(Beginning of Text section)

- Giria Location in West Bengal Giria Giria (India)
- Coordinates: 24°31′00″N 88°04′36″E﻿ / ﻿24.516667°N 88.076667°E
- Country: India
- State: West Bengal
- District: Murshidabad

Area
- • Total: 6.1604 km^{2} (2.3785 sq mi)
- Elevation: 19 m (62 ft)

Population (2011)
- • Total: 17,131
- • Density: 2,780.8/km^{2} (7,202.3/sq mi)

Languages
- • Official: Bengali, English
- Time zone: UTC+5:30 (IST)
- PIN: 742230
- Telephone code: 03485
- Vehicle registration: WB
- Lok Sabha constituency: Jangipur
- Vidhan Sabha constituency: Raghunathganj
- Website: murshidabad.nic.in

= Giria, India =

Giria is a census town in the Raghunathganj II CD block in the Jangipur subdivision of the Murshidabad district in the state of West Bengal, India.

==History==
In 1740, a historical war, the Battle of Giria, took place between the Nawab of Bihar Alivardi Khan and the Nawab of Bengal Sarfaraz Khan.

==Geography==

===Location===
Giria is located at .

(End of Text section)
(Beginning of Dataset)

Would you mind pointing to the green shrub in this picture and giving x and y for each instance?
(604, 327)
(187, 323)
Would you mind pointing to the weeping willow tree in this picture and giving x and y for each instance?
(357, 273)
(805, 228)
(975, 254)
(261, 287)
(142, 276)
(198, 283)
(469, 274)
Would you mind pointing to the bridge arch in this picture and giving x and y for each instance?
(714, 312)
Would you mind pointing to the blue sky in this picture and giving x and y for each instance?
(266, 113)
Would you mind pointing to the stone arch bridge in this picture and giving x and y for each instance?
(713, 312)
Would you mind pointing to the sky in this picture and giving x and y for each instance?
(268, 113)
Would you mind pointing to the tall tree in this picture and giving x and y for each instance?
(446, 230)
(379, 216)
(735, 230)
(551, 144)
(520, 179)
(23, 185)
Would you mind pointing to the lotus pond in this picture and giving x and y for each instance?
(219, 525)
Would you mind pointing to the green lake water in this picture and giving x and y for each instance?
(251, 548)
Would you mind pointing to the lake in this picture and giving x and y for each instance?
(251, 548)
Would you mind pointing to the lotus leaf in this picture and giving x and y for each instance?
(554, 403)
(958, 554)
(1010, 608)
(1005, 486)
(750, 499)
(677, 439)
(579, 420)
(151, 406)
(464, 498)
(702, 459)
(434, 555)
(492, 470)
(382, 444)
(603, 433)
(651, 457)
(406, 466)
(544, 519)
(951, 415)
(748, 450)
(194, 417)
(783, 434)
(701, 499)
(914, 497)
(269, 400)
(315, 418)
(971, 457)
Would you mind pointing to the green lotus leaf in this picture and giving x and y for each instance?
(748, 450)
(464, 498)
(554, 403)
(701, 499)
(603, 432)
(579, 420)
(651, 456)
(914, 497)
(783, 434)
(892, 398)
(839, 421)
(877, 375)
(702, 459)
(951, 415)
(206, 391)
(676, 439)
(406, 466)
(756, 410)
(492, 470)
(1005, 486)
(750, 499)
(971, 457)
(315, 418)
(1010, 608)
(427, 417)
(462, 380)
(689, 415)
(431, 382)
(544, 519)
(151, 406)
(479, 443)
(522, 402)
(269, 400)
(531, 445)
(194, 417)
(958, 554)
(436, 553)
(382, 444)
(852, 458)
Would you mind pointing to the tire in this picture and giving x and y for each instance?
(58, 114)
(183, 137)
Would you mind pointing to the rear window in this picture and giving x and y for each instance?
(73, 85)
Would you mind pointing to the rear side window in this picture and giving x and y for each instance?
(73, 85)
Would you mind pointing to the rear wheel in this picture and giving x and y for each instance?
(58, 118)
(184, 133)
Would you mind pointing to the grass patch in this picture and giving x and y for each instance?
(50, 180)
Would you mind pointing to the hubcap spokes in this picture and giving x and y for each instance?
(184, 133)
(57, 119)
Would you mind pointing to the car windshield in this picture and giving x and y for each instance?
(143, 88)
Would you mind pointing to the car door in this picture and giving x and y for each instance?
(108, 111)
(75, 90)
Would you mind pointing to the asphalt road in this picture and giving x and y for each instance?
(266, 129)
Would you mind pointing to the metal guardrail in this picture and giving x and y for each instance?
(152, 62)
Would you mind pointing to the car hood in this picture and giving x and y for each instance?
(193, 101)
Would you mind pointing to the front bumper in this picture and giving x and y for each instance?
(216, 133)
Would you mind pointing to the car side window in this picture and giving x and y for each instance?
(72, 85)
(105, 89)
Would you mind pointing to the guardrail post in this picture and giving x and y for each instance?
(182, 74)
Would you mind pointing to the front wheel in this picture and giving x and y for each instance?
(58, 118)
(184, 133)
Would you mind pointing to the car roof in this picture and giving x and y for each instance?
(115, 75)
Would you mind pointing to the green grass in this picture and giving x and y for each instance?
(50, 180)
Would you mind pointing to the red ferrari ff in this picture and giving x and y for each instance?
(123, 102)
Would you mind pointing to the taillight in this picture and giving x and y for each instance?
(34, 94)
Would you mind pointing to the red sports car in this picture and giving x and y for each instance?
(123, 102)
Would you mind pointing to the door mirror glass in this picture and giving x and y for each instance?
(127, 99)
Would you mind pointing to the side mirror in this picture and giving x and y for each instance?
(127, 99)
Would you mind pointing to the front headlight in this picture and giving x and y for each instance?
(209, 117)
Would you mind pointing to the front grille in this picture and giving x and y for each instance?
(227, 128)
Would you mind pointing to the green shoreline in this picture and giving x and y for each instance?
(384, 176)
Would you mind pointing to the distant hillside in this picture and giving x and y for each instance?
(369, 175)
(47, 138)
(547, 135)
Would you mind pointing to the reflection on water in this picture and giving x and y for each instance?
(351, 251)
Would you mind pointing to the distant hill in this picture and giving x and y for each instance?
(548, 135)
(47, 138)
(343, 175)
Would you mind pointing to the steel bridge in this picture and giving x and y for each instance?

(End of Dataset)

# Activity 1
According to the text about Giria, who fought each other in the Battle of Giria in 1740?
# Activity 2
Please retype the text about Giria, everything from "- Elevation: 19" down to "zone: UTC+5:30 (IST)".

# Exercise result 1
Alivardi Khan, the Nawab of Bihar, and Sarfaraz Khan, the Nawab of Bengal.

# Exercise result 2
- Elevation: 19 m (62 ft)

Population (2011)
- • Total: 17,131
- • Density: 2,780.8/km^{2} (7,202.3/sq mi)

Languages
- • Official: Bengali, English
- Time zone: UTC+5:30 (IST)